====== Trecho selecionado

A dificuldade das relações assim dispostas reside nas consequências políticas que os socialdemocratas delas retiraram em contato com o neokantismo. O ideal a que dirigiram as suas reflexões pressupõe uma ordem na história capaz de conduzi-la ao aprimoramento humano, afastando-se da ideia de “tempo messiânico secularizado” intrínseco à filosofia marxiana. Nem pode precaver-se com respeito à emergência da catástrofe, tampouco pode conceder-se o tempo da interrupção messiânica. Nessa tarefa infinita estão enredados historiadores, filósofos e atores políticos diversos, demasiado ocupados com a administração da tarefa revolucionária para que a mudança efetiva possa orientar a ação. Benjamin refere-se à filosofia que organizava tal pensamento como “filosofia escolar” (Schulphilosophie), a qual seria a base do partido socialdemocrata alemão. A qualificação não se dirige ao neokantismo – que chama de Lehre, doutrina –, mas à maneira com que foi recebido por esses representantes políticos, cujos resultados precários advinham de um pensamento inconsistente e marcado por mistificações.

============
====== Conjunto de dados

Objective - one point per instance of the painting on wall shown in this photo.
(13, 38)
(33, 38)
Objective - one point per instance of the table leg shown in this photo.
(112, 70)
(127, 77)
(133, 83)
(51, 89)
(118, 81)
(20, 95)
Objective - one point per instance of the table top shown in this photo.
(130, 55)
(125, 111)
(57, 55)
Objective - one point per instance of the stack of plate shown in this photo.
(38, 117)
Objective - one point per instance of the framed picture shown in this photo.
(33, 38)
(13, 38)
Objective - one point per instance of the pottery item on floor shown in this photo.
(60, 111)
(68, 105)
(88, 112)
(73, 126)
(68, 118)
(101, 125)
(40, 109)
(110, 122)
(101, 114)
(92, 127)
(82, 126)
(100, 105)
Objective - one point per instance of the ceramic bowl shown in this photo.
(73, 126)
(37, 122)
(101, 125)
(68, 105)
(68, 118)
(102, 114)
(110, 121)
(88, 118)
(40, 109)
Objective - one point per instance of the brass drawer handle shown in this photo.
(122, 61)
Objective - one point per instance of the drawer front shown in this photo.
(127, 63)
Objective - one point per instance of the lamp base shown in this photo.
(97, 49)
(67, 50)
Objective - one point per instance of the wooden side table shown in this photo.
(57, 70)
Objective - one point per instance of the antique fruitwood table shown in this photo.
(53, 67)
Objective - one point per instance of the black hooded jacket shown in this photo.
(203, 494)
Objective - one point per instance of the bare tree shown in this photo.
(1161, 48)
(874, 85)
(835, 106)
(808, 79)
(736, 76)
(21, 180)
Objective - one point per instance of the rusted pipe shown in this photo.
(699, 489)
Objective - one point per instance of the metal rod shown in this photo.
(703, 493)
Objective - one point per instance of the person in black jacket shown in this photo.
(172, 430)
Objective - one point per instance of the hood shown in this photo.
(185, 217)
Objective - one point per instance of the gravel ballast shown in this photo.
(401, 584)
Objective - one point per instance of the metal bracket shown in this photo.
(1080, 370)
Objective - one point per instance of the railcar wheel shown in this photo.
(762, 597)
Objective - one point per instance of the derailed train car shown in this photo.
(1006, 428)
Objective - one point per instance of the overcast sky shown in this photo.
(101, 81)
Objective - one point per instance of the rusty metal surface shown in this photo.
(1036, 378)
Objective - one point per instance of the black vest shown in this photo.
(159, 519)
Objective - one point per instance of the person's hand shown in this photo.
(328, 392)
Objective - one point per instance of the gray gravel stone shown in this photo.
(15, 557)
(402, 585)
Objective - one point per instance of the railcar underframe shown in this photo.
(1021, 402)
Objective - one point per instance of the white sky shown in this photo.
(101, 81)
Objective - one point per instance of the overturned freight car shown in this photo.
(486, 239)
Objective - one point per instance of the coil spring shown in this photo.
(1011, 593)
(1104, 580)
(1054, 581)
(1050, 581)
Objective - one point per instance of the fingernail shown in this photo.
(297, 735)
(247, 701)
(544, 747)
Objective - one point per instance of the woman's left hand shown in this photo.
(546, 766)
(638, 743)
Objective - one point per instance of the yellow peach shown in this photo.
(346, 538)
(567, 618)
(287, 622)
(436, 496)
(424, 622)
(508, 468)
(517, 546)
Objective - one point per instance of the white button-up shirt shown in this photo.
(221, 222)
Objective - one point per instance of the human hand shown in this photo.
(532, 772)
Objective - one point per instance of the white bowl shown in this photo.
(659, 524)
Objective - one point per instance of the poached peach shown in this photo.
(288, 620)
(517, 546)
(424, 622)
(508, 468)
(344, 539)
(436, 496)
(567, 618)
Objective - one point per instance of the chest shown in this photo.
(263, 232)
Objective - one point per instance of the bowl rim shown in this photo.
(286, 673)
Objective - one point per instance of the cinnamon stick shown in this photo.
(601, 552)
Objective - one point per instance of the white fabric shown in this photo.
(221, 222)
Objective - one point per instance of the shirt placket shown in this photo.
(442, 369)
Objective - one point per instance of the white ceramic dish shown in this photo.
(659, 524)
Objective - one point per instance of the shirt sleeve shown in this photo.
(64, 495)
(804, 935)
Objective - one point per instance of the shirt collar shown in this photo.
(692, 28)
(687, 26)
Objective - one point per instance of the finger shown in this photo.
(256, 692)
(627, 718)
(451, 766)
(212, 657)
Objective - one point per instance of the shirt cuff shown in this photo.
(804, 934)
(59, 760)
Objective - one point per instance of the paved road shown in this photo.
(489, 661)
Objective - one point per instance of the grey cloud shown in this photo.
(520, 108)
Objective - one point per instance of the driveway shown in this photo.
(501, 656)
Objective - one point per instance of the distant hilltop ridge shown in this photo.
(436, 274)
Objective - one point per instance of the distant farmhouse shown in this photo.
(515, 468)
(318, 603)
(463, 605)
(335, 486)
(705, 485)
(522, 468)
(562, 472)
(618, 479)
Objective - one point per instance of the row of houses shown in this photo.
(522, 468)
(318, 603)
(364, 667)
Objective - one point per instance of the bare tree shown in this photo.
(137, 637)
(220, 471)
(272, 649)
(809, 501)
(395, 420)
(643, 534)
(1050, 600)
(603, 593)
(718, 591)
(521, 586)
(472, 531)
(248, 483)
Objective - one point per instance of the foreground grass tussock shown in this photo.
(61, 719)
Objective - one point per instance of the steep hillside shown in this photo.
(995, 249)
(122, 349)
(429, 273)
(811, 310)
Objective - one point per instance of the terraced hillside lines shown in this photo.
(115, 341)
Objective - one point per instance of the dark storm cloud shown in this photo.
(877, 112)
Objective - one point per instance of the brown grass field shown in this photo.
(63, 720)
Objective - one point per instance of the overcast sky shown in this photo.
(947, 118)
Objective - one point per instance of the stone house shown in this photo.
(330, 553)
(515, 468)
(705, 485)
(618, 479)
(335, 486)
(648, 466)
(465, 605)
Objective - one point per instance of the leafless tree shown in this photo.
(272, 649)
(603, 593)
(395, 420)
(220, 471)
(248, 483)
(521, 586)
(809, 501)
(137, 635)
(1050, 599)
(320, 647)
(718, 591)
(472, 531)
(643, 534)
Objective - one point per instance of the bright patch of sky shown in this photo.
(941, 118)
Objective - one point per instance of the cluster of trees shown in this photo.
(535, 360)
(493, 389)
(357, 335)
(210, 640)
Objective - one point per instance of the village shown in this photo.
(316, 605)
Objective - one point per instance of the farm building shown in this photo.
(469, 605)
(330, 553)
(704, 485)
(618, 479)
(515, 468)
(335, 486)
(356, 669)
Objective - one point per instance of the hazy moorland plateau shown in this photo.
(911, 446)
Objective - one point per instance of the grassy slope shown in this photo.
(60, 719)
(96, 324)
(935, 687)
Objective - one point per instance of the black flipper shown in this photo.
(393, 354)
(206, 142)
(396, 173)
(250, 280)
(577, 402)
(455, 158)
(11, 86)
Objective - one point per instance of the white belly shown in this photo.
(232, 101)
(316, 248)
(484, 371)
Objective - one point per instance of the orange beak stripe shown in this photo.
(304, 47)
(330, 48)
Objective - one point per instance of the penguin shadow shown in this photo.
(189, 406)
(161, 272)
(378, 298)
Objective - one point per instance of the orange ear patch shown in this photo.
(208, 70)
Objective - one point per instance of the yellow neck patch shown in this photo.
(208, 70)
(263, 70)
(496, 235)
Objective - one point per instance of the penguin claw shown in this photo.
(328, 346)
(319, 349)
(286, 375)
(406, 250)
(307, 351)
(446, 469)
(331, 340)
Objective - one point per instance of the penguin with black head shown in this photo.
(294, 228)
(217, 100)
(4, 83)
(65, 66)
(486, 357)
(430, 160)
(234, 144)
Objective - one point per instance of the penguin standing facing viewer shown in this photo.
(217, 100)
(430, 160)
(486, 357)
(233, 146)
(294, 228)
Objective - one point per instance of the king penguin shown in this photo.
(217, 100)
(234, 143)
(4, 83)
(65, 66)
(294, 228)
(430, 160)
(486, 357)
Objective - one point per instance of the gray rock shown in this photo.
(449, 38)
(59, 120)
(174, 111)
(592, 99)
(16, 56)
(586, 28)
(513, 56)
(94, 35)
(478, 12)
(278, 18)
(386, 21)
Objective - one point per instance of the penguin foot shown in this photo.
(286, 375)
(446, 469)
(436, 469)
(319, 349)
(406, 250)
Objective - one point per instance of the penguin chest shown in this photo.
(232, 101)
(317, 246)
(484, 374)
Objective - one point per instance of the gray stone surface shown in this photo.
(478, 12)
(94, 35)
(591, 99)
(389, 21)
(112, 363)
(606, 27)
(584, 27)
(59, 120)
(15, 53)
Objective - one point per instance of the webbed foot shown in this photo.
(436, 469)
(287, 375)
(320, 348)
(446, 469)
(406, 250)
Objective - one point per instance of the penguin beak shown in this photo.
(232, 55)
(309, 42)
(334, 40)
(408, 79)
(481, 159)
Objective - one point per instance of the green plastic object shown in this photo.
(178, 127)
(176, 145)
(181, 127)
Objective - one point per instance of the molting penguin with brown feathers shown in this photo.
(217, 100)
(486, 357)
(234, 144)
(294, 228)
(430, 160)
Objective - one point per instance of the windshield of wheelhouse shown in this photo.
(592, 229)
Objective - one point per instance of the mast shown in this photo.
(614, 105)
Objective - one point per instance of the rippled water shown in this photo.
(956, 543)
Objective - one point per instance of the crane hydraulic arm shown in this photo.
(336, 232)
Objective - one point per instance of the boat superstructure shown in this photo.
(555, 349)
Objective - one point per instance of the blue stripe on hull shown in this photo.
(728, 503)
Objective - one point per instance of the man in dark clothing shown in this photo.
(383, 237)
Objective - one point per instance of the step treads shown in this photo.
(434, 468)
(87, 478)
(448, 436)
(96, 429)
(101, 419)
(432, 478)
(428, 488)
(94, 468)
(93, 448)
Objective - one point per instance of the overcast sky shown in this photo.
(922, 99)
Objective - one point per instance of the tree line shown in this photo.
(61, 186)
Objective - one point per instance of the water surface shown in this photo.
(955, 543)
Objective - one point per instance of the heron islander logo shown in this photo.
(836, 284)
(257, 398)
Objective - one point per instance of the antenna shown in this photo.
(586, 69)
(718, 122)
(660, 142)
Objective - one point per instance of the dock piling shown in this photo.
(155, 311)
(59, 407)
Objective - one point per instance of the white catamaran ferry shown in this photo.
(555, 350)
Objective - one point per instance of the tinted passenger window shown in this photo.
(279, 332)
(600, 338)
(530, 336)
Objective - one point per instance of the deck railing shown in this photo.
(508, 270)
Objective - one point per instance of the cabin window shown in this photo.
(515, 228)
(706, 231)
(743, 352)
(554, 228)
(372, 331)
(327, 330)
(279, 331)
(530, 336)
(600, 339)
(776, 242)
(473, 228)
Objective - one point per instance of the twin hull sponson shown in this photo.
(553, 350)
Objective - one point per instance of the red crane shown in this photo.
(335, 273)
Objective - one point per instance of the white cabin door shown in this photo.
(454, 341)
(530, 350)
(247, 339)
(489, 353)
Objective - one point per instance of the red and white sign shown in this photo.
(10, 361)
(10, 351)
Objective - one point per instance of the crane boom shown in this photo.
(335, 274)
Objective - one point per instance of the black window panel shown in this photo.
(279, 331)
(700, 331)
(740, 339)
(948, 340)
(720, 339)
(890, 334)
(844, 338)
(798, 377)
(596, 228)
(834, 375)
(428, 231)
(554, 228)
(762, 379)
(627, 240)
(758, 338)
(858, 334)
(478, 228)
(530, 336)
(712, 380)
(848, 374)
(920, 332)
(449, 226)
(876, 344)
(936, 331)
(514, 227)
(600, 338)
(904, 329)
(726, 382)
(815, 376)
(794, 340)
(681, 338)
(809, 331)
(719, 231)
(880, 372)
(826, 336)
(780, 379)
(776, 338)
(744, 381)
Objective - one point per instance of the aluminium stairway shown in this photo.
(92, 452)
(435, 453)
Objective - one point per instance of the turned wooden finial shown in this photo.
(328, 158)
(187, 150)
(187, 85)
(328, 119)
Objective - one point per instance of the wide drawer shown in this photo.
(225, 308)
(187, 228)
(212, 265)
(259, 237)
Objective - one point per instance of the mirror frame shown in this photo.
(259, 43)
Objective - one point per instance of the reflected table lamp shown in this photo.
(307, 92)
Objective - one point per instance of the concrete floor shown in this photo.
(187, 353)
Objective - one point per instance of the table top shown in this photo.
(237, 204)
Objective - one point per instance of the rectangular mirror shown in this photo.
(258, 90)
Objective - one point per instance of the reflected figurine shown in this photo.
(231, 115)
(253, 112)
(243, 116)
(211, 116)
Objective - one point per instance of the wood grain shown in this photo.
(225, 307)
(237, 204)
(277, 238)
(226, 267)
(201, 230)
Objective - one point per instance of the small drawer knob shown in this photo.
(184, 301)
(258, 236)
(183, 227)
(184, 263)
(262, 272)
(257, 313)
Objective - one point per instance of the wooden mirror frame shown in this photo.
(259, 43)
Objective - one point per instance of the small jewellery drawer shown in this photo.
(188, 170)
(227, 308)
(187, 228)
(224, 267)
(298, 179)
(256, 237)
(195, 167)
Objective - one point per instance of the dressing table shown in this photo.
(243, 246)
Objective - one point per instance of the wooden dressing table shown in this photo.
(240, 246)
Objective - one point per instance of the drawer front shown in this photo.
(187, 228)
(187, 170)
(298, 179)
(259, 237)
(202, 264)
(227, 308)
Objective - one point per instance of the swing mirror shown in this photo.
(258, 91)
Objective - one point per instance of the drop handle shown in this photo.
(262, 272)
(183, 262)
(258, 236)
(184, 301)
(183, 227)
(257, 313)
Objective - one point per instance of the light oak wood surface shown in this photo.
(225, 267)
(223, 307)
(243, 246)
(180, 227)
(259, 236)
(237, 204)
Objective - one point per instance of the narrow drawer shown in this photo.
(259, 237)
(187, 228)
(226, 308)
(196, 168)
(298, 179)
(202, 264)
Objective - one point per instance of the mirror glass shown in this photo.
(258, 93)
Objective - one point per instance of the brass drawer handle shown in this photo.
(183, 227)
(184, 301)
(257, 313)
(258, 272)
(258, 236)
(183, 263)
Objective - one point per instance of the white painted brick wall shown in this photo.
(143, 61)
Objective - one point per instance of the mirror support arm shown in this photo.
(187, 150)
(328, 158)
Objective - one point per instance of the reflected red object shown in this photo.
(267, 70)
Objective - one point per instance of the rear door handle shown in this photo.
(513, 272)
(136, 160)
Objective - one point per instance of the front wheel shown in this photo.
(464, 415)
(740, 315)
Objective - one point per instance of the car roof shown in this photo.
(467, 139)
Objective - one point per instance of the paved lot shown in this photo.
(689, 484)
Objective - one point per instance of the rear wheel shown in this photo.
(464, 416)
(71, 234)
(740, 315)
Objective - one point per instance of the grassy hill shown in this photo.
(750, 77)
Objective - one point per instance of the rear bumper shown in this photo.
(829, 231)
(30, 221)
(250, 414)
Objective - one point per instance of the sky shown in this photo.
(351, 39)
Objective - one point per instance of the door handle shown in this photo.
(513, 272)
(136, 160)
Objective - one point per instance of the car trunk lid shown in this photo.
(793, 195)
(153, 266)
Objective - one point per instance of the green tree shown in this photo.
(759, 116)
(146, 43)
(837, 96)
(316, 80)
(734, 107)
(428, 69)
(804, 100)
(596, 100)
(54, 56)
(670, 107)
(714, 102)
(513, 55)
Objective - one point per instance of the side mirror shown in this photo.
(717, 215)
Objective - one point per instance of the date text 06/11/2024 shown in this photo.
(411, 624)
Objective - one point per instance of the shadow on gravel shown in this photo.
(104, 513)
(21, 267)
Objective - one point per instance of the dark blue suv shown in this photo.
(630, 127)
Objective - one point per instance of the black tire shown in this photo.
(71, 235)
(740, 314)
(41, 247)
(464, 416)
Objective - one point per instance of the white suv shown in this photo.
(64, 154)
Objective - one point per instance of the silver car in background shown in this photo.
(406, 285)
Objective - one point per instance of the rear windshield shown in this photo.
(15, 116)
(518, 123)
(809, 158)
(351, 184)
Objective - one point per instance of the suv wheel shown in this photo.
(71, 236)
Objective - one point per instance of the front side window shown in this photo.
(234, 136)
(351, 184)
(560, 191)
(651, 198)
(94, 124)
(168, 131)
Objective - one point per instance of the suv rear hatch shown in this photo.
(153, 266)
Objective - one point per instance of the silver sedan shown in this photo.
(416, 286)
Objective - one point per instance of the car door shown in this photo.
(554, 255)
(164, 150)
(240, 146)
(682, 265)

============

Objetivo do exercício
Extraia o trecho selecionado inteiro, palavra por palavra. Não é preciso consultar as linhas.

A resposta
A dificuldade das relações assim dispostas reside nas consequências políticas que os socialdemocratas delas retiraram em contato com o neokantismo. O ideal a que dirigiram as suas reflexões pressupõe uma ordem na história capaz de conduzi-la ao aprimoramento humano, afastando-se da ideia de “tempo messiânico secularizado” intrínseco à filosofia marxiana. Nem pode precaver-se com respeito à emergência da catástrofe, tampouco pode conceder-se o tempo da interrupção messiânica. Nessa tarefa infinita estão enredados historiadores, filósofos e atores políticos diversos, demasiado ocupados com a administração da tarefa revolucionária para que a mudança efetiva possa orientar a ação. Benjamin refere-se à filosofia que organizava tal pensamento como “filosofia escolar” (Schulphilosophie), a qual seria a base do partido socialdemocrata alemão. A qualificação não se dirige ao neokantismo – que chama de Lehre, doutrina –, mas à maneira com que foi recebido por esses representantes políticos, cujos resultados precários advinham de um pensamento inconsistente e marcado por mistificações.